▸ WRITTEN TASKS:
• a. From the parking fine thread, extract the stretch from "# Spanish Parking" through "was 240,40 euros.".
• b. Answer these questions about the parking fine thread:
(i) What office sent the three-page letter by recorded delivery?
(ii) In what town was the hire car ticketed?
(iii) According to C7KEN, the car park at the end of the road toward El Pinet beach sits opposite what?

▸ PROVIDED PASSAGE:
# Spanish Parking Fine



## doonhamer (Jul 18, 2008)

Has anyone had a similar experience?

In Feb I was moved off La Marina beach (30 km south of Alicante) by the Guardia Civil - they were extremely pleasant about it and gave us a couple of hours grace. They did however take photos of my passport and car papers. I was surprised because there are no signs prohibiting camping cars or parking and I had parked at this spot in previous years and the patrolling local police had taken no notice. 

Today I received a three page letter by recorded delivery from the "Servicio Provincial de Costas en Alicante" advising that I had infringed several sections of some1988 Reglagento General and that the penalty was 30,03 euros per metre and as most vans were 8 m the fine was 240,40 euros.

The letter is now in the bin and I will be giving Alicante a wide berth in the future.


----------



## Kev1 (Apr 4, 2011)

ooooooooohhhhh
that sounds ominous


----------



## Easyriders (May 16, 2011)

doonhamer said:


> Has anyone had a similar experience?
> 
> In Feb I was moved off La Marina beach (30 km south of Alicante) by the Guardia Civil - they were extremely pleasant about it and gave us a couple of hours grace. They did however take photos of my passport and car papers. I was surprised because there are no signs prohibiting camping cars or parking and I had parked at this spot in previous years and the patrolling local police had taken no notice.
> 
> ...


Ignore it! We got booked in a hire car in Salou a few years ago, had left car a few minutes to go into shop for bread, when we came back, we had a ticket "For parking in a resident's only space". There were no signs warning of this. It turned out there were very faint blue lines marking these spaces on the road, but these were completely covered with sand. We got a letter when we returned home, on the advice of a friend we ignored it. Never heard any more. Mind you, when we went to Spain again two years later, hubby was fearful he'd be arrested as soon as he entered the country (he wasn't)!


----------



## C7KEN (May 27, 2005)

Exactly where were you parked. If it was on one of the areas at the end of the road leading to the beach, the road opp the pottery place then yes you had no right to park there. I have several times posted info on how to park in Spain and pointed out that you can park wherever a car can officially park providing you are not obstructing, There is no sign saying No aparcar. have no rear stabilisers deployed, no awnings, tables, chairs etc. So you go to the north end of La Marina, drive down towards El Pinet beach and park in the car park at the end of the road opp the wood. You cannot be moved from there. When I say park I mean overnight as complying with these rules means you are parked not camped. I find that some Garda dont know or dont care about this concession but I make sure they know if they challenge me. Its only happened 2 times and of course both times they had to walk away.

Named-object pointing entries

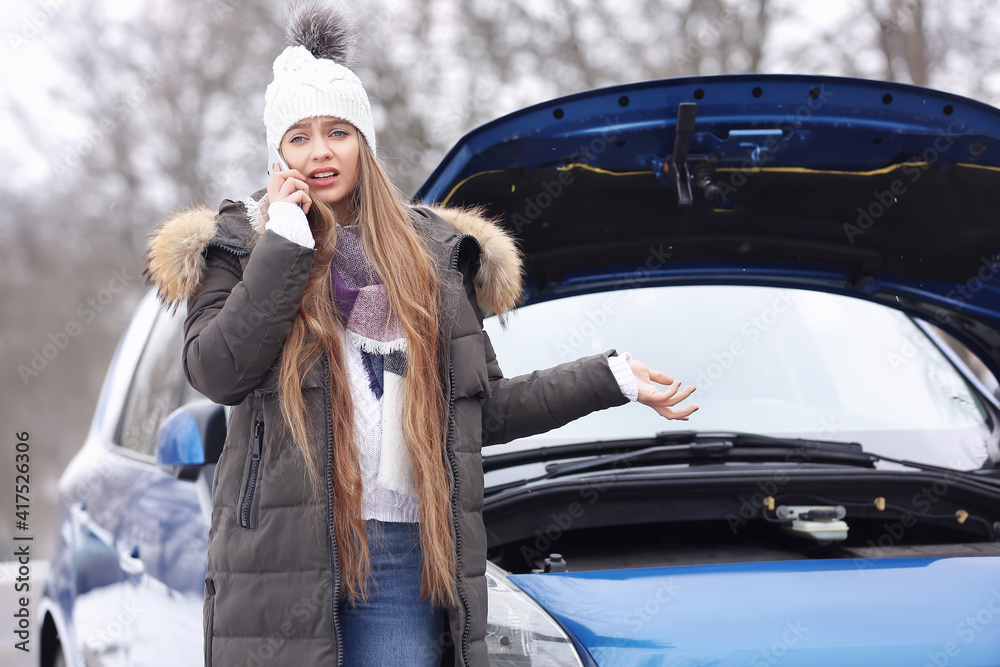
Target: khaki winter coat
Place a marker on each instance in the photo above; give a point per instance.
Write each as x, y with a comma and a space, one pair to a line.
273, 576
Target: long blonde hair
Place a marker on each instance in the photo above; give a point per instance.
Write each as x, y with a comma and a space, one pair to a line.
408, 270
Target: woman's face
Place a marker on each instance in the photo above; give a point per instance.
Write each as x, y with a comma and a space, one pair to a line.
326, 150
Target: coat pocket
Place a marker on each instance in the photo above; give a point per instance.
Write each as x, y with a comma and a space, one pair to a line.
248, 515
468, 356
209, 612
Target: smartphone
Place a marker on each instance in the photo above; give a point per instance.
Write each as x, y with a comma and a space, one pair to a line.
273, 155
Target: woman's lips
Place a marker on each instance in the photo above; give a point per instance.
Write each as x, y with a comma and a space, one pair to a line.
324, 178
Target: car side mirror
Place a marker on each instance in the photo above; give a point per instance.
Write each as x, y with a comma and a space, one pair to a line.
190, 437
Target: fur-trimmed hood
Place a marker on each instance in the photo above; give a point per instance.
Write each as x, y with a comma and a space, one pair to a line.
175, 260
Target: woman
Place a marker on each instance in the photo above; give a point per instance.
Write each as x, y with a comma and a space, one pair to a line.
345, 328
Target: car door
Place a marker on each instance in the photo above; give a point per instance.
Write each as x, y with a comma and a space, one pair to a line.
86, 576
165, 532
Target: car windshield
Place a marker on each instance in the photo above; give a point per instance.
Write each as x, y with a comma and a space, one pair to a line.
781, 362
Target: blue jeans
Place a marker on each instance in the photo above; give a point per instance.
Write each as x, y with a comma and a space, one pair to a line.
394, 627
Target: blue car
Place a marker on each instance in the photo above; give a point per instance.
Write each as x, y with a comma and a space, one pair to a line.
809, 251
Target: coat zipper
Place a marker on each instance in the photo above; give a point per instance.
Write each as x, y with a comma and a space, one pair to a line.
254, 467
329, 513
230, 248
449, 448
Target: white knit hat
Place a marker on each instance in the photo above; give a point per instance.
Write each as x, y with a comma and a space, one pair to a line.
311, 77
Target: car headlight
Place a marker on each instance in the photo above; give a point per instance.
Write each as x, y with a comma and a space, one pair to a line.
519, 632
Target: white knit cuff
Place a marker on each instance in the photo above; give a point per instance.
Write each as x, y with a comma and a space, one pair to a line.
256, 210
288, 220
626, 378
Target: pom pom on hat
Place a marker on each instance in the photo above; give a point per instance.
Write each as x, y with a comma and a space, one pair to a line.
311, 76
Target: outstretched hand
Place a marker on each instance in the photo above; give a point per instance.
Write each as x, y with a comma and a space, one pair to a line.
663, 401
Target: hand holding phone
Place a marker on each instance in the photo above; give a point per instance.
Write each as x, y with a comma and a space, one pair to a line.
273, 155
286, 187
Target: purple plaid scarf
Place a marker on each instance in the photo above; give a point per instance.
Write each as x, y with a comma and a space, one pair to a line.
363, 303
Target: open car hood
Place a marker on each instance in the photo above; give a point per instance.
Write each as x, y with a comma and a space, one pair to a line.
894, 611
867, 188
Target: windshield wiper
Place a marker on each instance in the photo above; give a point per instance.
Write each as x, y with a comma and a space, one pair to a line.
693, 447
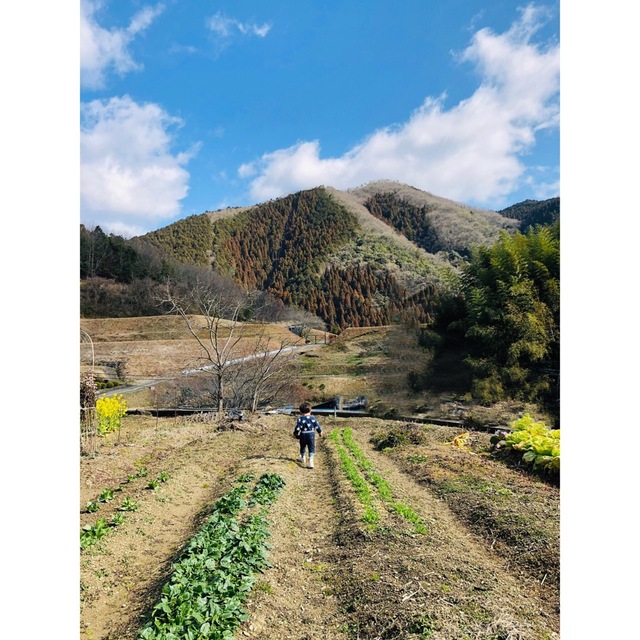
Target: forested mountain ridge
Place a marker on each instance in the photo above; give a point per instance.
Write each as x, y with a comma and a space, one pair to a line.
478, 289
380, 253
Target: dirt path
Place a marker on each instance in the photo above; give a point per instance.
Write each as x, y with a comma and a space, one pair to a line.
446, 580
333, 575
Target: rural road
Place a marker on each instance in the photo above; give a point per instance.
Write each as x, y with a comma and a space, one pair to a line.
142, 384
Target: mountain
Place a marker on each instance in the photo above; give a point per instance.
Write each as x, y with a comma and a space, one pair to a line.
533, 212
377, 254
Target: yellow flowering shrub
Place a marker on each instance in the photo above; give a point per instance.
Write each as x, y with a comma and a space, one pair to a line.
110, 412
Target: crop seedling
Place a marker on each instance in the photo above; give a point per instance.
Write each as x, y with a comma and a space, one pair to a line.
116, 520
129, 505
90, 534
204, 597
106, 495
92, 506
374, 478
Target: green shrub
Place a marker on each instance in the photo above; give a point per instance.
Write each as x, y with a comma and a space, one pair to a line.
397, 436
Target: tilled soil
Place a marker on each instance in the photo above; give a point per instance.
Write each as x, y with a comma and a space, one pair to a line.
333, 575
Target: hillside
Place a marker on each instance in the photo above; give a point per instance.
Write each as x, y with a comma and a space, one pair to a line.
450, 543
382, 253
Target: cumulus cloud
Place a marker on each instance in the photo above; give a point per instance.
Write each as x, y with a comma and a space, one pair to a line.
470, 152
102, 49
225, 27
127, 169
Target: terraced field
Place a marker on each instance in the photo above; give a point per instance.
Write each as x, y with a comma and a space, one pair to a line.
396, 532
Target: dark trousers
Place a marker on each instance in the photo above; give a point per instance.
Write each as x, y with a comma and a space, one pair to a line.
308, 439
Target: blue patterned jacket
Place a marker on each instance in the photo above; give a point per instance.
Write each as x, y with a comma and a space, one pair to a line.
306, 424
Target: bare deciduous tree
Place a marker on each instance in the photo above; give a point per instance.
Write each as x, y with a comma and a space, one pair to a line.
211, 313
245, 366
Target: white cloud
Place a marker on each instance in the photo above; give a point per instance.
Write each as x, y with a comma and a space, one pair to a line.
470, 152
127, 169
225, 27
101, 49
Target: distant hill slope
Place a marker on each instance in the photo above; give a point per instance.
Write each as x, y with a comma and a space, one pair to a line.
380, 253
532, 212
434, 223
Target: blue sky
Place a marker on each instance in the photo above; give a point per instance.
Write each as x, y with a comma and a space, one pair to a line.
195, 106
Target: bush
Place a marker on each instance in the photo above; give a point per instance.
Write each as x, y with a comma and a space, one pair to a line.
397, 436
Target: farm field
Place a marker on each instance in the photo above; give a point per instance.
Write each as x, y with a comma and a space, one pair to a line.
396, 533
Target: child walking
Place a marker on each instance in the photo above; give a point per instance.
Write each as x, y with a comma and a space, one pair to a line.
305, 430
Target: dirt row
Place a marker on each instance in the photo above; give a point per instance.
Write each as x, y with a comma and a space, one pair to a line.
333, 575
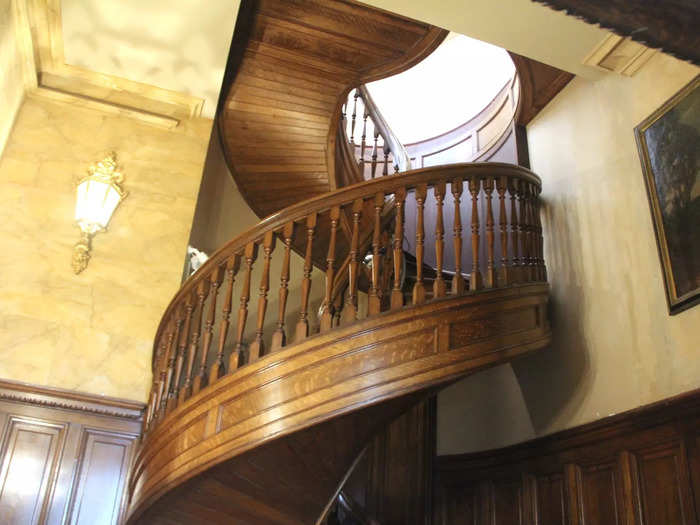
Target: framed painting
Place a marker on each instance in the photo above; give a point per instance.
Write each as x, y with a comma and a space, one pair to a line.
669, 148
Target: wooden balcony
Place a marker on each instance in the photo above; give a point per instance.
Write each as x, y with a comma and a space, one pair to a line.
257, 412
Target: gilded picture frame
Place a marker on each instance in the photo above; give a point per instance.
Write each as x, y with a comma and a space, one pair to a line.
669, 148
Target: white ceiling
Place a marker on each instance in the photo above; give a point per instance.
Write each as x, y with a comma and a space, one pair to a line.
180, 45
521, 26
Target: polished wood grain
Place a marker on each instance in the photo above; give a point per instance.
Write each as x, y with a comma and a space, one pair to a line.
331, 375
638, 467
64, 456
296, 61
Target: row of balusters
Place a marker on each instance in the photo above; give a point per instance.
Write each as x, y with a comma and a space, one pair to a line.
190, 352
374, 166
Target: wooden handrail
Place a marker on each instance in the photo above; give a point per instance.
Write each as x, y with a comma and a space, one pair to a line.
208, 331
395, 146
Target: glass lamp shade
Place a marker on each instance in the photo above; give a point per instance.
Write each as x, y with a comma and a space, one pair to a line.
96, 200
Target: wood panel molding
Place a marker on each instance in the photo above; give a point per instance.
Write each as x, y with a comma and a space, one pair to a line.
64, 455
330, 376
69, 399
41, 43
667, 24
638, 467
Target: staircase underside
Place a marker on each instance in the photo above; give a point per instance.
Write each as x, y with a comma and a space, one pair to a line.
294, 62
272, 442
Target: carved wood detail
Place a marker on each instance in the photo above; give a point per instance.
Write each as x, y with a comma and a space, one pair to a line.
64, 456
638, 467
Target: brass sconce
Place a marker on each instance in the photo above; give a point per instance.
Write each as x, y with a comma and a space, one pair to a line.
97, 196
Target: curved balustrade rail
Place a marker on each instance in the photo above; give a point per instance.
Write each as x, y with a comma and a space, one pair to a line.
386, 155
211, 329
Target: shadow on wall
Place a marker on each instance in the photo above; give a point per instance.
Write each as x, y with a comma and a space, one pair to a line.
553, 380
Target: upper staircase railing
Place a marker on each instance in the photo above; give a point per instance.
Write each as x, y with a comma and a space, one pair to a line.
367, 123
203, 334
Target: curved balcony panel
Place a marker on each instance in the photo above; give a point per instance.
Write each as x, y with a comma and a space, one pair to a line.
304, 413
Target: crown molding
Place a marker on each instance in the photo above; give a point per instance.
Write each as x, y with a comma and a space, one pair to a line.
51, 397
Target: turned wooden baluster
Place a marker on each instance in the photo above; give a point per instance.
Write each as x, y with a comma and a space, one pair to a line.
215, 282
439, 288
503, 271
172, 351
237, 357
475, 280
349, 313
458, 279
257, 347
327, 316
363, 141
385, 170
218, 369
516, 274
399, 202
182, 353
279, 337
202, 291
419, 287
374, 153
354, 116
535, 243
374, 299
542, 274
158, 377
526, 257
490, 239
302, 331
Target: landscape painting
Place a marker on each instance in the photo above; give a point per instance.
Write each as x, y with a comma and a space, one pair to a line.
669, 147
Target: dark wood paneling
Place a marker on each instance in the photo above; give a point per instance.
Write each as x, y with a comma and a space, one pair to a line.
671, 25
637, 468
64, 456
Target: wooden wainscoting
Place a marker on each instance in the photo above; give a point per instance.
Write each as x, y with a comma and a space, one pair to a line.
64, 456
636, 468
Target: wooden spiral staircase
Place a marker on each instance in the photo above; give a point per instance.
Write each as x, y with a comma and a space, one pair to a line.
259, 407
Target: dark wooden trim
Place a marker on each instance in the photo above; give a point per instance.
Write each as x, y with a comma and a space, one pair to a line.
671, 25
70, 400
539, 84
640, 466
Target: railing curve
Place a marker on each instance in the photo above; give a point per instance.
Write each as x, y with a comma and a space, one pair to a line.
203, 335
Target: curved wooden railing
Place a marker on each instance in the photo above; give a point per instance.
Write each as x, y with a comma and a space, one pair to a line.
385, 154
475, 140
205, 332
377, 151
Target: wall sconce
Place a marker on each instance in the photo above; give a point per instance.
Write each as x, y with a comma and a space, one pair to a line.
97, 196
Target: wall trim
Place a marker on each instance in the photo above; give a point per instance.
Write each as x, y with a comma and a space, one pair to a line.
682, 405
46, 396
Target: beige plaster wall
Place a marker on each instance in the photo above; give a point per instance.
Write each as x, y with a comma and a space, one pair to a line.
615, 345
92, 332
12, 81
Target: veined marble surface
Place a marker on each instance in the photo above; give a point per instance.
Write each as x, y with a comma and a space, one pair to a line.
91, 332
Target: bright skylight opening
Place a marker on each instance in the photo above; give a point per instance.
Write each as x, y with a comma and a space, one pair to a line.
445, 90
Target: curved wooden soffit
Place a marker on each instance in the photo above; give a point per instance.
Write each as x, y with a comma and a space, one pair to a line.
321, 381
294, 63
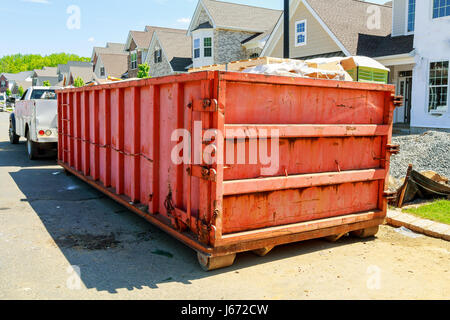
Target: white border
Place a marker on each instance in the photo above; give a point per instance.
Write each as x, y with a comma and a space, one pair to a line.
299, 33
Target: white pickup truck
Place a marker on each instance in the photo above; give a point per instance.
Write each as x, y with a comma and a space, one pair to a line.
2, 102
35, 118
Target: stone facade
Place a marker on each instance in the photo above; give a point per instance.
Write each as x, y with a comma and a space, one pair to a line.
132, 73
202, 18
251, 53
159, 69
227, 44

▸ SOLUTIONS TO THE TASKS:
• a.
# Spanish Parking Fine



## doonhamer (Jul 18, 2008)

Has anyone had a similar experience?

In Feb I was moved off La Marina beach (30 km south of Alicante) by the Guardia Civil - they were extremely pleasant about it and gave us a couple of hours grace. They did however take photos of my passport and car papers. I was surprised because there are no signs prohibiting camping cars or parking and I had parked at this spot in previous years and the patrolling local police had taken no notice. 

Today I received a three page letter by recorded delivery from the "Servicio Provincial de Costas en Alicante" advising that I had infringed several sections of some1988 Reglagento General and that the penalty was 30,03 euros per metre and as most vans were 8 m the fine was 240,40 euros.

• b.
(i) The Servicio Provincial de Costas en Alicante.
(ii) Salou.
(iii) The wood.